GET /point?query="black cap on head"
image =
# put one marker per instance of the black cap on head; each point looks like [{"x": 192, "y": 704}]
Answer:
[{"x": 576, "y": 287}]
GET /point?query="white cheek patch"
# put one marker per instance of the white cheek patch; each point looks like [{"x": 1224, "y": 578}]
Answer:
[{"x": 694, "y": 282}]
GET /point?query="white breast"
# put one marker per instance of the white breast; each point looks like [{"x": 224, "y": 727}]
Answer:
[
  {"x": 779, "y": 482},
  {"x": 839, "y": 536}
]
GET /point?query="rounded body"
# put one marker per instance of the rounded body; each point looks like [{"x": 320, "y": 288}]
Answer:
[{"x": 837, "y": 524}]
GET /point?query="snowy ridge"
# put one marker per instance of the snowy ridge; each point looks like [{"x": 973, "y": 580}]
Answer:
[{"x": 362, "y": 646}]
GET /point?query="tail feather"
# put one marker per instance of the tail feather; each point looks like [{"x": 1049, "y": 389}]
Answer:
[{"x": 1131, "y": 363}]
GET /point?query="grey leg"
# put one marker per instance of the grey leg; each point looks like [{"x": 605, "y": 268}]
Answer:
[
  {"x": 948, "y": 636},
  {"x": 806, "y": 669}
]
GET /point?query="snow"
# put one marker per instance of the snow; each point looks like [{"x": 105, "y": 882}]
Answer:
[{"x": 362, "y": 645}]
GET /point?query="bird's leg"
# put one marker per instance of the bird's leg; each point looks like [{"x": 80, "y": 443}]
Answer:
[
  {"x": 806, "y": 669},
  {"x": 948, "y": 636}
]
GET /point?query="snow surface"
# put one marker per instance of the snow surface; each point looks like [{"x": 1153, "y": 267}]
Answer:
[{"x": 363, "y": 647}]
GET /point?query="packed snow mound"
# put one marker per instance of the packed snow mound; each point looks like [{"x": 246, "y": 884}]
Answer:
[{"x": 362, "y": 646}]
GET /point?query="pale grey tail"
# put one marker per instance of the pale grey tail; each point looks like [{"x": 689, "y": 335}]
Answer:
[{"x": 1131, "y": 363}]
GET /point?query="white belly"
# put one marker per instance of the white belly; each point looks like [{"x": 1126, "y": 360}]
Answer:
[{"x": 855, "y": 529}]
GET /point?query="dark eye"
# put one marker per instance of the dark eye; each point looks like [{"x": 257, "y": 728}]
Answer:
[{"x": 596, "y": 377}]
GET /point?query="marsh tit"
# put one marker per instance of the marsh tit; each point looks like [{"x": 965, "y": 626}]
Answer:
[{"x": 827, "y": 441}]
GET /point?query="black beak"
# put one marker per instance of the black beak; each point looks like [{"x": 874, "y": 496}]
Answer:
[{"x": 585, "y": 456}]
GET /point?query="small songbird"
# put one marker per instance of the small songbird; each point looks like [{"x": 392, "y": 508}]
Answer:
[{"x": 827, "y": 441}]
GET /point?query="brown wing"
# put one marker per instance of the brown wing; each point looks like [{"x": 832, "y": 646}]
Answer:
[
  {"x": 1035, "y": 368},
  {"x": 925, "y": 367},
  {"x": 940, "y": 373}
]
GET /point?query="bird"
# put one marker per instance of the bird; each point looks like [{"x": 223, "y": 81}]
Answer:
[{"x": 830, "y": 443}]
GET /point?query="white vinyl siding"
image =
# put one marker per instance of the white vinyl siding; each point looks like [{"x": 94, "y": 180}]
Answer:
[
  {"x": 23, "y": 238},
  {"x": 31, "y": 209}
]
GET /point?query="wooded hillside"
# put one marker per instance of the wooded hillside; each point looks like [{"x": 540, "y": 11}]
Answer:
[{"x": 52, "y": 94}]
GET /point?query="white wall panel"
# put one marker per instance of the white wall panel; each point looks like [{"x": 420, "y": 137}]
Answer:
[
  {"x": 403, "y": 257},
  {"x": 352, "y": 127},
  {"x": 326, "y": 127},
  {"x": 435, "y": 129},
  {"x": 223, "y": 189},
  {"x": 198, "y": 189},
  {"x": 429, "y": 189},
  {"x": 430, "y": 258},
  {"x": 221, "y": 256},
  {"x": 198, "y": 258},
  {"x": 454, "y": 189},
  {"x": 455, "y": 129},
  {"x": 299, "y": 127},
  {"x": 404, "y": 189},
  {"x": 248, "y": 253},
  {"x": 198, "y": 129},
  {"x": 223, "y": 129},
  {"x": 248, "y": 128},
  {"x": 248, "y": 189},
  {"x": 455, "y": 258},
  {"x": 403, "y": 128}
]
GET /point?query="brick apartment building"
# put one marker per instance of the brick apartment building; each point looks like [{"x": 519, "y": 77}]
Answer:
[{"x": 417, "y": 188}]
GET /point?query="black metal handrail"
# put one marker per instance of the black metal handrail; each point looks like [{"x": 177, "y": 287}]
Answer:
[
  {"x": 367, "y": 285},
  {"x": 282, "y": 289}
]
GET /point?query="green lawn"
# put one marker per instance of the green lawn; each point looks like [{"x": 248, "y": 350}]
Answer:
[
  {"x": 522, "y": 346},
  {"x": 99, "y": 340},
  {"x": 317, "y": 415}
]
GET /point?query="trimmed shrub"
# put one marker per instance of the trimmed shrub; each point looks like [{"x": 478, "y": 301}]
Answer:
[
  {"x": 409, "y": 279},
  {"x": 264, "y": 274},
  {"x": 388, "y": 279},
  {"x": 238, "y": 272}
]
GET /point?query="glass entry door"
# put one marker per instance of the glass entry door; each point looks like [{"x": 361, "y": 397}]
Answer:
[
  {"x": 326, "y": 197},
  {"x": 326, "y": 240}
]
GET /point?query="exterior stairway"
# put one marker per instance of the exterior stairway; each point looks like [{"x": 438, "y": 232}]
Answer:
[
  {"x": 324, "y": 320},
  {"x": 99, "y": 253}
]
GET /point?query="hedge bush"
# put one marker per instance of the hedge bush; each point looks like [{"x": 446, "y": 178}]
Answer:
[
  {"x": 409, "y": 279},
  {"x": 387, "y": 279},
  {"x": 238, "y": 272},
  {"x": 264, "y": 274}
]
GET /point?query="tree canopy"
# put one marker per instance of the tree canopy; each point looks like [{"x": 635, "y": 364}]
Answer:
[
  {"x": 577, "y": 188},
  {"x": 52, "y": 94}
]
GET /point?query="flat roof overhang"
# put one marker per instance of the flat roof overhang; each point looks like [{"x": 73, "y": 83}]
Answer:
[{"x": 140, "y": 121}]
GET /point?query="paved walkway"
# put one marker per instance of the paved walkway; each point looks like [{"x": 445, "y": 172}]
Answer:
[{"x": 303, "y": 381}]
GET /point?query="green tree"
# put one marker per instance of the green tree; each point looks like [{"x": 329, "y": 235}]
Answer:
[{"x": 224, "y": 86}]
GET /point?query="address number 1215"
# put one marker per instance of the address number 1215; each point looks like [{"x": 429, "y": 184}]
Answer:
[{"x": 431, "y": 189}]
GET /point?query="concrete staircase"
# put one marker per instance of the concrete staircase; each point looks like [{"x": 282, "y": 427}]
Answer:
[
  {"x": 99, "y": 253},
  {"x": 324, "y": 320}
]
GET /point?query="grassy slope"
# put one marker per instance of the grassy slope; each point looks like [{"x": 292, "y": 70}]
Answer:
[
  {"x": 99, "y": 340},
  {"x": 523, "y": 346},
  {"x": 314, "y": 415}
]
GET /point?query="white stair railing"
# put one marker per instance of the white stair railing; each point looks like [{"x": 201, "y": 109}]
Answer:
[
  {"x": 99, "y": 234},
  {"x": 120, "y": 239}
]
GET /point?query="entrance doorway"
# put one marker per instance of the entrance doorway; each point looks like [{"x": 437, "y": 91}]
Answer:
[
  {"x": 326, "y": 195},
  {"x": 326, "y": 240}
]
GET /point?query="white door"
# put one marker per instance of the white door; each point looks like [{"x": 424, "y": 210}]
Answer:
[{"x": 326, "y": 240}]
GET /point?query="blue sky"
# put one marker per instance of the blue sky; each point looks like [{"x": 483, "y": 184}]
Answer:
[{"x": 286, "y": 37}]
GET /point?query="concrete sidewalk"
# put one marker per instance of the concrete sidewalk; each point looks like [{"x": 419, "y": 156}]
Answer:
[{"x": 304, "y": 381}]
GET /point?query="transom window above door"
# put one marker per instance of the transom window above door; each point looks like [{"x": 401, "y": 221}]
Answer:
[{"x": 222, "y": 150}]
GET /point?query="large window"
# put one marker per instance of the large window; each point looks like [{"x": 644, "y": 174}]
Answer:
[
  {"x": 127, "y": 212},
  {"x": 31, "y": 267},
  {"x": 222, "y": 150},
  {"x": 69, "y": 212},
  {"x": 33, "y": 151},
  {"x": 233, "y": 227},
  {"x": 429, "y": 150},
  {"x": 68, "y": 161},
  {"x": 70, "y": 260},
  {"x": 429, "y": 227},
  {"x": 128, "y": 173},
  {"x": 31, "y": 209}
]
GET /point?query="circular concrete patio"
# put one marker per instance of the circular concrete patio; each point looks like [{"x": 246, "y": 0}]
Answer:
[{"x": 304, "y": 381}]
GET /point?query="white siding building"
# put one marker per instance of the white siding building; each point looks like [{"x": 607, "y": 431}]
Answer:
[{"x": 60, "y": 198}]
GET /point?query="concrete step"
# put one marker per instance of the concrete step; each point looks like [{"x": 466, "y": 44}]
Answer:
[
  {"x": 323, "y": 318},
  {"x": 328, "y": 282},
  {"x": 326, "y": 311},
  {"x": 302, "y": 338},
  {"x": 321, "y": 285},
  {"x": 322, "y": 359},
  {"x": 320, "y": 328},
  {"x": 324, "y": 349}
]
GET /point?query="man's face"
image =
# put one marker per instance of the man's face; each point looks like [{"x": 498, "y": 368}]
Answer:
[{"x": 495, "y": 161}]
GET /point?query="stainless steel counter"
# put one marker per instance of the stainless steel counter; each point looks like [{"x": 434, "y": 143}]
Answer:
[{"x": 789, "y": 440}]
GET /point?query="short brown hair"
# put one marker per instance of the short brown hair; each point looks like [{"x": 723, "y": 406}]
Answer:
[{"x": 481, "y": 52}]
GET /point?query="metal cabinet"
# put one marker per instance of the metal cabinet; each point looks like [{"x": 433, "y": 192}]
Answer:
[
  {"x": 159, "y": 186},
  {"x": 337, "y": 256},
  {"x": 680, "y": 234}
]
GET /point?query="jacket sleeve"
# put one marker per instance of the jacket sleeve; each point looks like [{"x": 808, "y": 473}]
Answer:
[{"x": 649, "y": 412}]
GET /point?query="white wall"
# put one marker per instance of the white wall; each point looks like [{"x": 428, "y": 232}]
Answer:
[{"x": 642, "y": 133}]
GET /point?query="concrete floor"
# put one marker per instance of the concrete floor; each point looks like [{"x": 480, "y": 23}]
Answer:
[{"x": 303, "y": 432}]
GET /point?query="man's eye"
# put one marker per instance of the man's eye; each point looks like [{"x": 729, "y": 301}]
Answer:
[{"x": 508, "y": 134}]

▶ [WRITTEN EXERCISE]
Pick out every line of the items that contains the word "paved", and copy each one. Case counts.

▶ [WORKED SOLUTION]
GET /point?query="paved walkway"
# put one marker per instance of the paved walkway; each point looks like [{"x": 445, "y": 172}]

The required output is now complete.